- **TAREFAS A REALIZAR**:
a: Responda com base no acórdão:
(i) Quem é o relator?
(ii) Em que data foi julgado?
(iii) Segundo a 3ª conclusão da Ré, que artigo do Código de Processo Civil o despacho viola?
b: Traduza para o inglês esta frase do acórdão: "Tal decisão coarta o direito à justiça à recorrente, nomeadamente quanto a um grau de jurisdição, devidamente acautelado pela Ré na reconvenção."
c: Transcreva do acórdão tudo o que vai de "4ª - Só no caso" até "art.º 308º CPC.".

- **EXCERTO DO DOCUMENTO**:
========
Acórdão nº 1018/21.5T8CVL-A.C1 de Tribunal da Relação de Coimbra, 24-01-2023
Data de Julgamento | 24 Janeiro 2023 |
Ano | 2023 |
Número Acordão | 1018/21.5T8CVL-A.C1 |
Órgão | Tribunal da Relação de Coimbra |
Apelação 1018/21.5T8CVL-A.C1
Relator: Fonte Ramos
Adjuntos: Alberto Ruço
Vítor Amaral
Acordam no Tribunal da Relação de Coimbra:
I. Na ação com processo comum movida por S..., S. A., contra AA, para reconhecimento da propriedade e posse da A. sobre duas metades indivisas de um prédio rústico e um prédio urbano, findos os articulados, a Mm.ª Juíza do Tribunal a quo fixou o valor da ação em € 7 578,24, “correspondente a metade do valor dos imóveis em dissídio” (sic).
Inconformada, a Ré apelou formulando as seguintes conclusões:
1ª - O Tribunal recorrido errou ao fixar o valor da ação em € 7 587,24, desde logo porque a decisão proferida não se mostra fundamentada, quer do ponto de vista dos factos, quer do ponto de vista do direito, uma vez que, não atendeu aos factos vertidos nos articulados apresentados pelas partes.
2ª - Tal decisão coarta o direito à justiça à recorrente, nomeadamente quanto a um grau de jurisdição, devidamente acautelado pela Ré na reconvenção.
3ª - Acresce que, o despacho que na presente via se põe em crise, viola o disposto no art.º 296º do Código de Processo Civil (CPC) na exata medida em que não respeita a utilidade económica imediata do pedido, enquanto princípio geral a atender na fixação do valor da causa.
4ª - Só no caso de discordância do Tribunal com o valor atribuído à ação pelas partes deveria o despacho a que se responde ter fundamentado adequadamente essa discordância - cf. art.º 308º CPC.
========
- **MATERIAL FORNECIDO**:

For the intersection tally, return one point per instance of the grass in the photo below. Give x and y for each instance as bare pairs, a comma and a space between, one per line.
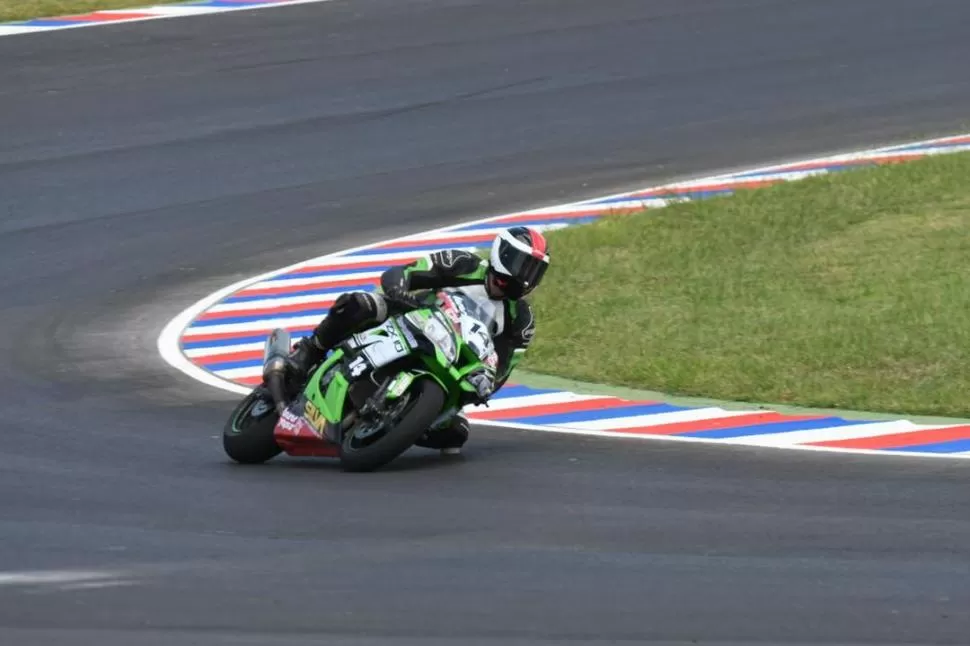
845, 291
11, 10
========
- **LISTA DE RESPOSTAS**:
a:
(i) Fonte Ramos.
(ii) 24 de janeiro de 2023.
(iii) O art.º 296º.

b: Such a decision curtails the appellant's right to justice, namely as regards one level of jurisdiction, duly safeguarded by the Defendant in the counterclaim.

c:
4ª - Só no caso de discordância do Tribunal com o valor atribuído à ação pelas partes deveria o despacho a que se responde ter fundamentado adequadamente essa discordância - cf. art.º 308º CPC.